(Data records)
··········
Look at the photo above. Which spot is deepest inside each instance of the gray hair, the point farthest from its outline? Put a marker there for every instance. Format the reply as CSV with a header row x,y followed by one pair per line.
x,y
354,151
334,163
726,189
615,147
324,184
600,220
··········
All the data above is to be given again, exactly.

Look at the photo above. Which spot is deepest inside each instance of the gray hair, the point farthest from its outline? Put a marker there for every instance. Format the reply as CSV with a header row x,y followed by one pair per line.
x,y
354,151
334,163
726,189
615,147
324,184
600,220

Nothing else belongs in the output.